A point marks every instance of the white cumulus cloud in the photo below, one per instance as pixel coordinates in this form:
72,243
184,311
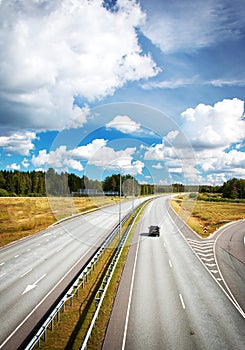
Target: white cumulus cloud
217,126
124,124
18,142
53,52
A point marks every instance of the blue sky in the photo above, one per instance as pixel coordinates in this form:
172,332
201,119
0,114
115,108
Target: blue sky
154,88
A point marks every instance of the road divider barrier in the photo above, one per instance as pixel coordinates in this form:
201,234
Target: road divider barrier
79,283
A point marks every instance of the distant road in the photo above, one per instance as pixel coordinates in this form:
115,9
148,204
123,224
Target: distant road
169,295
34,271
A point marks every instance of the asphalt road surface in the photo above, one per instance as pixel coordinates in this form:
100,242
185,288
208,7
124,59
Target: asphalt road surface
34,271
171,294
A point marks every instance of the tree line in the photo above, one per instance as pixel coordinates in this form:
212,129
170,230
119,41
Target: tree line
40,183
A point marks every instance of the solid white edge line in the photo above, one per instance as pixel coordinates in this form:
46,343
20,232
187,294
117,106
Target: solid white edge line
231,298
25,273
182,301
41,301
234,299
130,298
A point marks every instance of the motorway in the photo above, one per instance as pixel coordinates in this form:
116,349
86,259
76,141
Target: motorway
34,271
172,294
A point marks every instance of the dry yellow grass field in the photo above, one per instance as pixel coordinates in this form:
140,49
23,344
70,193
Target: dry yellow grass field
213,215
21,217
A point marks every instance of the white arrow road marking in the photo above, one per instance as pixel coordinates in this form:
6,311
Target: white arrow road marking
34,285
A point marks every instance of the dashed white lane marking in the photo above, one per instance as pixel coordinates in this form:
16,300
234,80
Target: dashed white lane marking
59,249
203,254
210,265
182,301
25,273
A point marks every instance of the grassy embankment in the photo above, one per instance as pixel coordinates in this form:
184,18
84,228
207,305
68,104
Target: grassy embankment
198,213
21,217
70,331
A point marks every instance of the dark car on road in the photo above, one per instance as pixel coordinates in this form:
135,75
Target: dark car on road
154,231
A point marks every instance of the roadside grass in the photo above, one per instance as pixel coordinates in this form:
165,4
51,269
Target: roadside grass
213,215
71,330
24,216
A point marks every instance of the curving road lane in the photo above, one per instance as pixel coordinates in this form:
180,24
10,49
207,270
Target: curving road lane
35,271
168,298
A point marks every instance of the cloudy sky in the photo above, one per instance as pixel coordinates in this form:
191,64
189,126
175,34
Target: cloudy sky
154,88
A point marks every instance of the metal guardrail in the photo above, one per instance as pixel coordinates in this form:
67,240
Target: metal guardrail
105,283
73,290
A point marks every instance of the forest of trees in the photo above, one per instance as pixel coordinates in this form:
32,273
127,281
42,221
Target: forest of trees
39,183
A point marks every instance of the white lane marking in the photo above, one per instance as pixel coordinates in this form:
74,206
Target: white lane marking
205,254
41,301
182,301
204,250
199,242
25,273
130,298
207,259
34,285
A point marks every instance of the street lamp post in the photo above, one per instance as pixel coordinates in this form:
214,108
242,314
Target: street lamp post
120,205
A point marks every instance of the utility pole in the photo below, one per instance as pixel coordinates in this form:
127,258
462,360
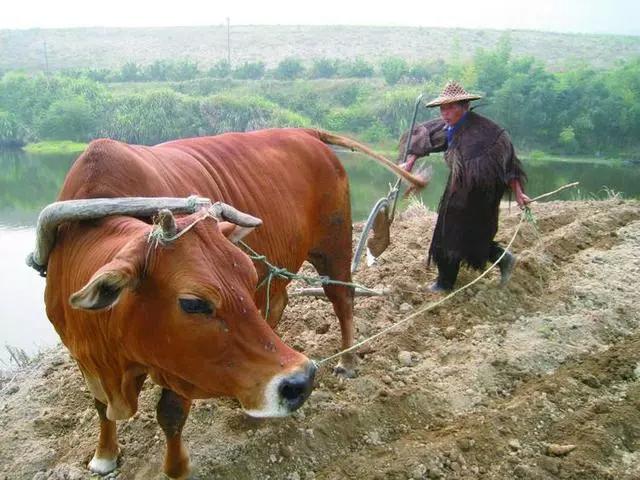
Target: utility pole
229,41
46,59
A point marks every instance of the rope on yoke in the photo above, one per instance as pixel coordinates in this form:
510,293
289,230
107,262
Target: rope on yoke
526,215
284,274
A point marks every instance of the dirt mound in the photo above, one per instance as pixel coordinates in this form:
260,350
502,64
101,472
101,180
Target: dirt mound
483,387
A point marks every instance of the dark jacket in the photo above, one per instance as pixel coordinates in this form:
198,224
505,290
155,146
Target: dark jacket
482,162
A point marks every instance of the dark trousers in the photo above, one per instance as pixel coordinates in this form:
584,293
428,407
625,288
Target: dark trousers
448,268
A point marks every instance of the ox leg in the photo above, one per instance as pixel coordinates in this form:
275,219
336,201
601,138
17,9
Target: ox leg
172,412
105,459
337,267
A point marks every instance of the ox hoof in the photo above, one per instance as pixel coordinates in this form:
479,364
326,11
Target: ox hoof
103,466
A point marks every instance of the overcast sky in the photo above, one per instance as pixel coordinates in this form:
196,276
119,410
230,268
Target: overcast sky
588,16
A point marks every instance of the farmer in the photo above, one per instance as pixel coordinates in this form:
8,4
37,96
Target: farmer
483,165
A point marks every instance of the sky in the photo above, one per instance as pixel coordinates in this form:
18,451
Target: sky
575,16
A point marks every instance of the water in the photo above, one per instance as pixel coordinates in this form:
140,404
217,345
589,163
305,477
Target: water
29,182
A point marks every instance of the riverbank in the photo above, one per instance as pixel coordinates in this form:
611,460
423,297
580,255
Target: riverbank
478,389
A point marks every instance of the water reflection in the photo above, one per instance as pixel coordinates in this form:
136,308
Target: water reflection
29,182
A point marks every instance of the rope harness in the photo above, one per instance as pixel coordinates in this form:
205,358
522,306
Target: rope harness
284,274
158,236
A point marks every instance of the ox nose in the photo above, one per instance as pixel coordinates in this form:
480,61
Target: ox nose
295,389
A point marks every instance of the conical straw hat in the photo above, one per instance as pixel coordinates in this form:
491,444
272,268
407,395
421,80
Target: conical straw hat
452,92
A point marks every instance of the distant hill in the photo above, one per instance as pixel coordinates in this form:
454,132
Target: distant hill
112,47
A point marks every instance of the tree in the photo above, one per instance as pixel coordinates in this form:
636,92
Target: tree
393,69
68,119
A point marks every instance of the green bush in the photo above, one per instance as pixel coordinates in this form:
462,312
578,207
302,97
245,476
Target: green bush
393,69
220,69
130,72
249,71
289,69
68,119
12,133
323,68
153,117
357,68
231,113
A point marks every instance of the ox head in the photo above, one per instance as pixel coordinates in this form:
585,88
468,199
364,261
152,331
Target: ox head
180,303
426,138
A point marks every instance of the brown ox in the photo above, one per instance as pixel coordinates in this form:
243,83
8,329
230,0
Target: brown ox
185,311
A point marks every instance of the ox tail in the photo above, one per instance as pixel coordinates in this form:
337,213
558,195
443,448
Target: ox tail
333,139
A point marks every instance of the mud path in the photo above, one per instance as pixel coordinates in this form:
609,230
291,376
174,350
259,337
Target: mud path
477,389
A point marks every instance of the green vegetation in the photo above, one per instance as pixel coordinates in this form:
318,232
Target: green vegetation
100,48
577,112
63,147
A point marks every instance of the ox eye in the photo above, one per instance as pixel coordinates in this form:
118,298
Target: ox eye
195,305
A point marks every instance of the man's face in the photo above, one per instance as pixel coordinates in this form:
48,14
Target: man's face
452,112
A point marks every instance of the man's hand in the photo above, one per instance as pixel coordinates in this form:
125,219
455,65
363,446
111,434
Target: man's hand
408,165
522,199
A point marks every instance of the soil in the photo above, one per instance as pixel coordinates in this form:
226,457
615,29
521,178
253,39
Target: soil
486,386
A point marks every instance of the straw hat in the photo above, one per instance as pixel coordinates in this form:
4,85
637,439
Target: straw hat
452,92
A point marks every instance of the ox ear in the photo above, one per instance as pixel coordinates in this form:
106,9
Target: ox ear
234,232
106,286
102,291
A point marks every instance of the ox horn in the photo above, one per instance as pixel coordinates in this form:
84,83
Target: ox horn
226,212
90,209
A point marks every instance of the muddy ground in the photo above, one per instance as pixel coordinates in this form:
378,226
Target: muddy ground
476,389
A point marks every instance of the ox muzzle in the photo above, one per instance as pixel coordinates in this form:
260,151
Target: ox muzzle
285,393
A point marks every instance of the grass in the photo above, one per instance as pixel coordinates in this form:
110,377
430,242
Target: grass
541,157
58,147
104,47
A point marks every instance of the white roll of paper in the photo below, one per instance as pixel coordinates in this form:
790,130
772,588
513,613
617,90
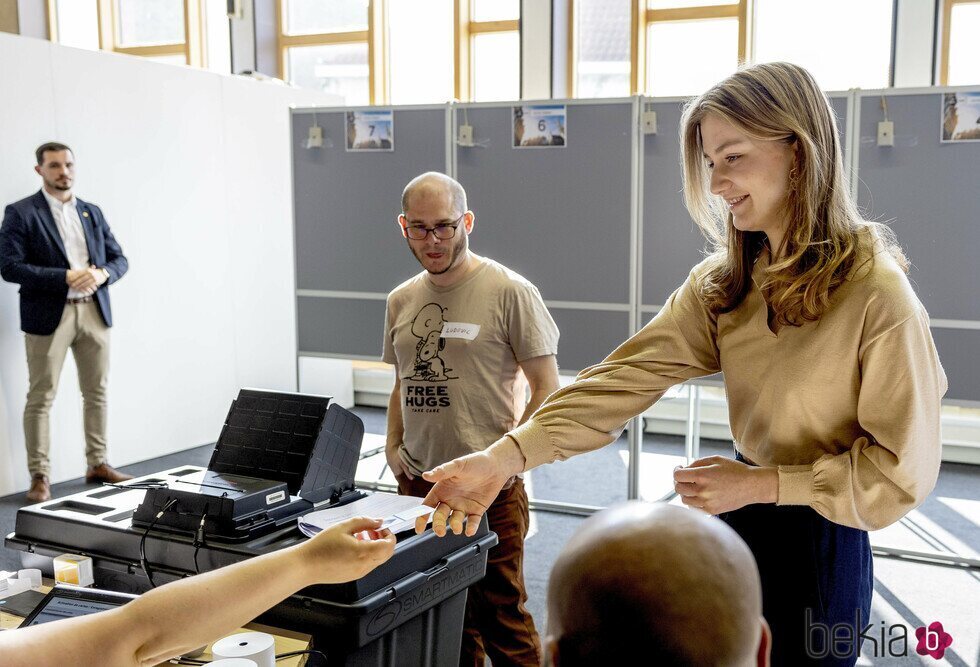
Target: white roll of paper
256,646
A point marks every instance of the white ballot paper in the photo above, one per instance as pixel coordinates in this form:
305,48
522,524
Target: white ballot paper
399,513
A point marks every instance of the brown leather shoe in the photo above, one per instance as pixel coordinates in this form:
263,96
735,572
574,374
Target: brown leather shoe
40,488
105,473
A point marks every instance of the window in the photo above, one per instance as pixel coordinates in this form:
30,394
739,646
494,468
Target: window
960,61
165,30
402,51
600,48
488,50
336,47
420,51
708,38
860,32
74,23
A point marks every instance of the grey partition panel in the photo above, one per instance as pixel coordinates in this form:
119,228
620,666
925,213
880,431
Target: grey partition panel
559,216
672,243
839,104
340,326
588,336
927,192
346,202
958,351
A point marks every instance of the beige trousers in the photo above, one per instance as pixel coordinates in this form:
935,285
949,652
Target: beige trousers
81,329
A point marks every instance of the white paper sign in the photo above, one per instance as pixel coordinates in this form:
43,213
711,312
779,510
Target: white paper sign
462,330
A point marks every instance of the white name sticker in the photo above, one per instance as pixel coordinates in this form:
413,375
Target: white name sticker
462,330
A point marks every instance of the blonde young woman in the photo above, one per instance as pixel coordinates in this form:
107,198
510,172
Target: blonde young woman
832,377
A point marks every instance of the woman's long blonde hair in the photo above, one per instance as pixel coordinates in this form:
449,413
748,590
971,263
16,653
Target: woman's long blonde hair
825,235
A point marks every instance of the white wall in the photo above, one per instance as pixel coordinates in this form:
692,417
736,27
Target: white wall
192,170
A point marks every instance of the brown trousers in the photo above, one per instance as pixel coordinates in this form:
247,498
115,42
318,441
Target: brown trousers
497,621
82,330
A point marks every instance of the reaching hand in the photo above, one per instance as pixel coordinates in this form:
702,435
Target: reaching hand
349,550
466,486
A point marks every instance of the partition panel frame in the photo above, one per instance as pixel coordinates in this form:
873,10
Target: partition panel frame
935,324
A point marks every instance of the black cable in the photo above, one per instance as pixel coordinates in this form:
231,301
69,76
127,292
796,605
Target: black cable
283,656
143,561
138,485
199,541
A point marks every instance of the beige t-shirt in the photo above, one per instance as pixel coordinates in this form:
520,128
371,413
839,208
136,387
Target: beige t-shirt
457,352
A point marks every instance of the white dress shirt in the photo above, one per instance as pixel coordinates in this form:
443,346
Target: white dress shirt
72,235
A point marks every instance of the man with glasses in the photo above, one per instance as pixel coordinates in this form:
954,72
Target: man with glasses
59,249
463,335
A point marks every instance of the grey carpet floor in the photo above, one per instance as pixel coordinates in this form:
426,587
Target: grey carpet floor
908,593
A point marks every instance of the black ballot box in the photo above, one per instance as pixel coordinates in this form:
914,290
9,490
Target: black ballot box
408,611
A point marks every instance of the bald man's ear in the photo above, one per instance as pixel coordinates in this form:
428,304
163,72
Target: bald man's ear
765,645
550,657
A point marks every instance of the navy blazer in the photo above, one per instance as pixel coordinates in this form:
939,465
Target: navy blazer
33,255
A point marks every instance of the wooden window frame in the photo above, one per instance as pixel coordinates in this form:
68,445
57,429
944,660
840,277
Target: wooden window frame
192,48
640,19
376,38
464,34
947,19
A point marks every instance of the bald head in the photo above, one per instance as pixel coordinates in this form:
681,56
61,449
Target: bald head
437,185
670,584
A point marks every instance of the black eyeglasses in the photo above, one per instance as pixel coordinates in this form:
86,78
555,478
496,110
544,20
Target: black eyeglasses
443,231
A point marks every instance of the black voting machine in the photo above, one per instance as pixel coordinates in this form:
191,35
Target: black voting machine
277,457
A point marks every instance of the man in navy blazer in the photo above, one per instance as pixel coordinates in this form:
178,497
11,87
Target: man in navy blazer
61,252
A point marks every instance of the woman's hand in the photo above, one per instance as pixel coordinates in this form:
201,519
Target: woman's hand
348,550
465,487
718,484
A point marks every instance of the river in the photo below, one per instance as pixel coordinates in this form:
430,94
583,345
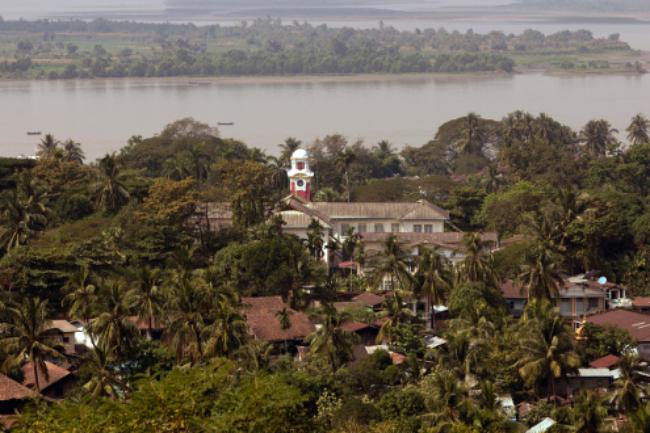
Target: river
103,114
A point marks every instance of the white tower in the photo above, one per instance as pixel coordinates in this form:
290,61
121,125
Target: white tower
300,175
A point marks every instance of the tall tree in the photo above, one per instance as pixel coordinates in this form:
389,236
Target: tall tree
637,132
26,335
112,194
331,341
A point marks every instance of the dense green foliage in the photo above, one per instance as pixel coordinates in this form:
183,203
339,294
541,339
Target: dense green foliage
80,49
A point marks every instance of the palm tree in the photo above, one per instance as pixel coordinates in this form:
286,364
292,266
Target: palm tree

> **WHAT IS BEING ASKED**: For the listing above, state how many lines hold the string "palm", giving the number alone.

> **YOUR SOLUTION**: 2